▶ _PASSAGE_

══════════════════════════════

Change Log

v1.11.2 (2021-11-13)

refactoring:
- update the github.com/thewizardplusplus/go-sync-utils package in the dependencies;
- simplify the handlers.ConcurrentHandler structure via the github.com/thewizardplusplus/go-sync-utils package.

v1.11.1 (2021-10-09)

crawling of all relative links for specified ones:
- supporting of an outer transformer for the extracted links (optional):
  - data passed to the transformer:
    - extracted links;
    - service data of the HTTP response;
    - content of the HTTP response as bytes;
  - transformers:
    - leading and trailing spaces trimming in the extracted links;
    - resolving of relative links:
      - by the base tag:
        
        tag and attribute names may be configured (<base href="..." /> by default);
        
        tag selection:
        
        first occurrence;
        
        last occurrence;
      - by the header list:
        
        the headers are listed in the descending order of the priority;
        
        Content-Base and Content-Location by default;
      - by the request URI;
  - supporting of grouping of transformers:
    - the transformers are processed sequentially, so one transformer can influence another one;
minor improvements:
- rename the transformers.BaseTagFilters variable to the DefaultBaseTagFilters;
- add the waiting of the completion of the processing in the handlers.ConcurrentHandler structure;
- error handling:
  - improve the error handling in the sitemap.HierarchicalGenerator.ExtractLinks() method;
  - simplify the error handling in the extractors.TrimmingExtractor.ExtractLinks() method;
  - replace the error producing to the logging in the transformers.ResolvingTransformer.TransformLinks() method;
- logging:
  - move the logging from the registers.LinkRegister structure to the checkers.DuplicateChecker structure:
    - return the error instead of the logging in the registers.LinkRegister structure;
    - add the logging to the checkers.DuplicateChecker structure;
  - improve the logging in the checkers.HostChecker.CheckLink() method;
  - add the Name field to the extractors.ExtractorGroup structure:
    - use it in the log messages as a prefix (optional);
- refactoring:
  - use the transformers.TrimmingTransformer structure in the extractors.TrimmingExtractor.ExtractLinks() method;
  - simplify the extractors.DelayingExtractor.ExtractLinks() method;
  - add the explanatory comment to the extractors.DelayingExtractor.ExtractLinks() method;
  - use the builders.FlattenBuilder structure from the github.com/thewizardplusplus/go-html-selector package in the transformers.BaseTagBuilder structure;
- unit testing:
  - complete the tests of the transformers.ResolvingTransformer.TransformLinks() method;
  - fix the tests of the transformers.BaseTagBuilder.IsSelectionTerminated() method;
examples:
- use the relative link resolving;
- add the explanatory comment to the example with the processing of a sitemap.xml file;
- add the example with all the features;
- simplify the examples:
  - simplify the renderTemplate() function;
  - remove the use:
    - of the extractors.RepeatingExtractor structure;
    - of the extractors.TrimmingExtractor structure;
  - remove the example:
    - with the delaying extracting;
    - with the processing of a robots.txt file on the handling;
    - with the crawler.CrawlByConcurrentHandler() function;
    - with the crawler.HandleLinksConcurrently() function;
documentation:
- complete the README.md file:
  - describe the bibliography;
  - complete the description of the features.

══════════════════════════════

▶ _WORK TO DO_
Rewrite the stretch of the change log from "v1.11.2 (2021-11-13)" through "v1.11.1 (2021-10-09)", swapping "dependencies" for "requirements".

▶ _DATASET RECORDS_
══════════════════════════════

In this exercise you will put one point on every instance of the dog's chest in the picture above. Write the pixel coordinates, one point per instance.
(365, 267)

══════════════════════════════

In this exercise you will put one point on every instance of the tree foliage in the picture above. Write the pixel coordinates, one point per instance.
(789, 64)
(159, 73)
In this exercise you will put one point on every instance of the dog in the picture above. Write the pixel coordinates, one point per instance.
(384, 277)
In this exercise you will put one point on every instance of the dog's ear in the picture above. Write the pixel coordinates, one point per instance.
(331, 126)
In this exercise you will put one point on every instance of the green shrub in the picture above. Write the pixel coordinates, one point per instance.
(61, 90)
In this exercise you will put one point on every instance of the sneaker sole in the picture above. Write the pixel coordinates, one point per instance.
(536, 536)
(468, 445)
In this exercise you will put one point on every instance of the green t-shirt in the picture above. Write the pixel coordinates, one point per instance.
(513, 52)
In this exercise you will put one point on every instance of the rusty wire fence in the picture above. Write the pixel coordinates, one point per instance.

══════════════════════════════

▶ _OUTPUT FOR THIS EXERCISE_
v1.11.2 (2021-11-13)

refactoring:
- update the github.com/thewizardplusplus/go-sync-utils package in the requirements;
- simplify the handlers.ConcurrentHandler structure via the github.com/thewizardplusplus/go-sync-utils package.

v1.11.1 (2021-10-09)